*** ПРЕДОСТАВЛЕННЫЙ ТЕКСТ ***

И. Пермяков – Ну, я вам уже сказал, что мы применили электронный маркер на графу «адреса», вместе с тем, когда человек заинтересовался и хочет понять его регион, можно запрос сделать официально через военкомат, и мы отвечаем. Вместе с тем, там понятно, человек, награда, и тот человек, который интересуется этим вопросом, он всегда поймет, его это родственник или нет. Немножко сложнее для поисковиков, но в этом случае мы работаем через военкомат. И мы отвечаем на эти запросы.

В. Дымарский – Игорь Альбертович, а скажите, пожалуйста, у вас, ну, я думаю, что, наверное, как во всех архивах, идет оцифровка документов, да?

И. Пермяков – Идет.

В. Дымарский – То есть, вот какой процент открытых архивов сейчас можно, например, не обязательно ехать в Подольск, а можно ознакомиться на сайте вашем?

И. Пермяков – Вы знаете, у нас есть такое, да. Мы в свое время задались для себя вопросом, по какому пути идти, по поводу оцифровки. Как я вам уже сказал, 20 миллионов дел, из них 10 миллионов дел периода войны. И не все документы необходимо оцифровывать, не все они представляют такую серьезную ценность и интерес. Мы подсчитали количество денег, которые необходимо государству выделить на то, чтобы оцифровать такое огромное количество документов, – ну, неподъемная цифра. Это и не надо делать. Нет мирового опыта, который предписывает оцифровку всего документального материала, который есть. Мы пошли немножко другим путем. Мы сначала переводим в электронный вид тот наш научно-информационный ресурс, который есть в архиве, то есть, это научно-справочный аппарат. Это своеобразный путеводитель. Это описи на те или иные фонды. И потихонечку идем по оцифровке наиболее ценных документов. Пример тому – оцифровали полностью фонд Главного управления кадров по награждениям периода войны, я вам скажу – ответственно скажу – ни в одной стране такого проекта не было реализовано.

***

# [ФОРМУЛИРОВКА ЗАДАНИЯ A]
Замените «военкомат» на «военный комиссариат» в отрывке интервью об архиве от слов «И. Пермяков – Ну, я вам» до слов «ознакомиться на сайте вашем?» и приведите этот отрывок полностью.
# [ФОРМУЛИРОВКА ЗАДАНИЯ B]
Ответьте на вопросы по интервью об архиве:
(i) На какую графу, по словам И. Пермякова, был применен электронный маркер?
(ii) Сколько дел периода войны хранится в архиве?
(iii) Какой фонд был оцифрован полностью?
Материал для выполнения этих заданий не нужен.

*** ПРЕДОСТАВЛЕННЫЙ МАТЕРИАЛ ***

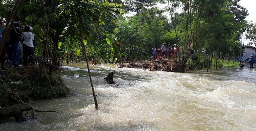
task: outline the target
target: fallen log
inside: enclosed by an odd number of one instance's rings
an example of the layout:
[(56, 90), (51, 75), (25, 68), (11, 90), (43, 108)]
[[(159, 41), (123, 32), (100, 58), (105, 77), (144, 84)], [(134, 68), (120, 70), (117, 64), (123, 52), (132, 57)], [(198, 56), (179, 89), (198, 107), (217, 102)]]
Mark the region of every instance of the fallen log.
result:
[(161, 71), (167, 72), (183, 72), (185, 71), (180, 68), (180, 63), (172, 60), (156, 60), (152, 61), (145, 61), (124, 63), (120, 65), (119, 68), (123, 67), (148, 69), (150, 71)]
[(0, 105), (11, 105), (11, 104), (22, 104), (28, 106), (25, 108), (20, 107), (2, 107), (0, 106), (0, 119), (3, 119), (6, 117), (14, 117), (17, 122), (19, 122), (20, 120), (24, 120), (23, 117), (23, 112), (26, 111), (32, 110), (32, 119), (34, 118), (34, 112), (51, 112), (51, 113), (59, 113), (59, 111), (52, 110), (34, 110), (34, 108), (31, 105), (23, 103), (0, 103)]
[(114, 77), (115, 72), (115, 71), (114, 71), (109, 73), (107, 77), (104, 78), (104, 79), (106, 80), (109, 84), (113, 84), (116, 83), (113, 80), (113, 78)]

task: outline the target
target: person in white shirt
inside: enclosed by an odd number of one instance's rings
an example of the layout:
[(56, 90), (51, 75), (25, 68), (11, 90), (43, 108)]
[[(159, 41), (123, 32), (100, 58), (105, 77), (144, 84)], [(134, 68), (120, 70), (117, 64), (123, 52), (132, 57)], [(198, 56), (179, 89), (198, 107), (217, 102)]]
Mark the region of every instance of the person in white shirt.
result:
[[(28, 60), (31, 60), (34, 57), (34, 44), (35, 36), (30, 32), (31, 27), (28, 25), (25, 26), (25, 32), (21, 36), (21, 41), (23, 46), (23, 61), (24, 66), (28, 65)], [(32, 64), (32, 63), (31, 63)]]

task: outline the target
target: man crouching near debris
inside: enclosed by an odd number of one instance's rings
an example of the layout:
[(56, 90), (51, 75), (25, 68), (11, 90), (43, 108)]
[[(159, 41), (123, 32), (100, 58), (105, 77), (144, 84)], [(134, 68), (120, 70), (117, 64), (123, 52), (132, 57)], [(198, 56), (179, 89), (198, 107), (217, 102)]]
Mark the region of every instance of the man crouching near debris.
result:
[(21, 41), (23, 41), (23, 61), (24, 66), (28, 65), (28, 60), (33, 59), (35, 55), (34, 52), (34, 45), (35, 43), (35, 36), (34, 34), (31, 32), (30, 26), (26, 25), (25, 26), (25, 32), (21, 36)]

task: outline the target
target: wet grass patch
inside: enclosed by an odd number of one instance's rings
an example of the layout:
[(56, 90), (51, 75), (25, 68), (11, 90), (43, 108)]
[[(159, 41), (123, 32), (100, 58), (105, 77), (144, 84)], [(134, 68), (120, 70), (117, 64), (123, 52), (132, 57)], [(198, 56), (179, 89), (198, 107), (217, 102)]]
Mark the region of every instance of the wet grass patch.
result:
[(0, 103), (52, 99), (71, 94), (57, 71), (47, 68), (36, 66), (9, 68), (0, 73)]

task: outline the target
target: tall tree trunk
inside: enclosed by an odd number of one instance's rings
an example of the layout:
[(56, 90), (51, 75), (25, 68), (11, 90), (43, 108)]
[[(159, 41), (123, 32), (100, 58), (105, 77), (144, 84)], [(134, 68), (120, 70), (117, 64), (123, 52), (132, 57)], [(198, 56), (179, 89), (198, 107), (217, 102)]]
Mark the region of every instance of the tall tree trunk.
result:
[(82, 28), (81, 28), (79, 30), (80, 33), (80, 41), (81, 41), (81, 44), (82, 48), (83, 48), (83, 54), (85, 55), (85, 61), (86, 62), (86, 64), (87, 65), (87, 69), (88, 69), (88, 73), (89, 73), (89, 77), (90, 78), (90, 81), (91, 83), (91, 86), (92, 87), (92, 94), (93, 95), (93, 99), (94, 99), (94, 102), (95, 103), (95, 108), (96, 109), (99, 109), (98, 107), (98, 103), (97, 102), (97, 99), (96, 99), (96, 95), (95, 94), (95, 92), (94, 92), (94, 88), (93, 87), (93, 85), (92, 85), (92, 76), (91, 75), (91, 72), (90, 71), (90, 68), (89, 68), (89, 64), (88, 63), (88, 59), (87, 59), (87, 56), (86, 56), (86, 50), (85, 49), (85, 47), (83, 42), (83, 36), (82, 34)]
[(69, 64), (69, 53), (66, 53), (66, 64)]
[(208, 65), (207, 66), (207, 71), (206, 72), (208, 72), (208, 69), (209, 69), (209, 66), (210, 65), (210, 58), (211, 57), (211, 55), (209, 55), (209, 58), (208, 59)]

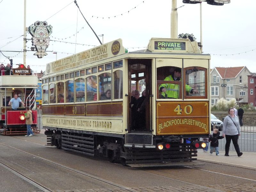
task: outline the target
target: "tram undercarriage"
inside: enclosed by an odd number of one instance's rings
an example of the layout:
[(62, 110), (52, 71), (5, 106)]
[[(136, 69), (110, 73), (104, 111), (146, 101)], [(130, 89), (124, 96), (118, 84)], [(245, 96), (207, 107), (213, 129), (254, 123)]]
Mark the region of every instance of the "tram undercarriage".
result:
[[(120, 162), (123, 165), (185, 162), (197, 160), (197, 151), (193, 145), (181, 143), (180, 139), (177, 140), (178, 137), (169, 138), (171, 147), (160, 151), (155, 144), (151, 148), (147, 148), (145, 145), (142, 145), (141, 148), (136, 147), (135, 145), (125, 147), (124, 137), (55, 130), (45, 131), (45, 134), (47, 136), (48, 145), (91, 156), (103, 156), (111, 162)], [(166, 138), (158, 138), (157, 140), (160, 143), (166, 141)]]

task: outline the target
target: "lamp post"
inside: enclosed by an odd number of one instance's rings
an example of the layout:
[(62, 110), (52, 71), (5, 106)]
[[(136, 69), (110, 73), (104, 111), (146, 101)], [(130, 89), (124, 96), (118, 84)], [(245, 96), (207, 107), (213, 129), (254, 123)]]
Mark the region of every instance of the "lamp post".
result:
[(56, 54), (56, 60), (57, 60), (57, 52), (53, 52), (53, 53)]
[(101, 34), (100, 35), (98, 35), (98, 36), (99, 37), (102, 37), (102, 44), (104, 44), (104, 34)]
[(224, 89), (223, 87), (227, 87), (227, 84), (222, 83), (221, 84), (221, 86), (222, 87), (222, 98), (224, 98)]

***

# [ПОЛНЫЙ ОТВЕТ A]
И. Пермяков – Ну, я вам уже сказал, что мы применили электронный маркер на графу «адреса», вместе с тем, когда человек заинтересовался и хочет понять его регион, можно запрос сделать официально через военный комиссариат, и мы отвечаем. Вместе с тем, там понятно, человек, награда, и тот человек, который интересуется этим вопросом, он всегда поймет, его это родственник или нет. Немножко сложнее для поисковиков, но в этом случае мы работаем через военный комиссариат. И мы отвечаем на эти запросы.

В. Дымарский – Игорь Альбертович, а скажите, пожалуйста, у вас, ну, я думаю, что, наверное, как во всех архивах, идет оцифровка документов, да?

И. Пермяков – Идет.

В. Дымарский – То есть, вот какой процент открытых архивов сейчас можно, например, не обязательно ехать в Подольск, а можно ознакомиться на сайте вашем?

# [ПОЛНЫЙ ОТВЕТ B]
(i) На графу «адреса».
(ii) 10 миллионов дел.
(iii) Фонд Главного управления кадров по награждениям периода войны.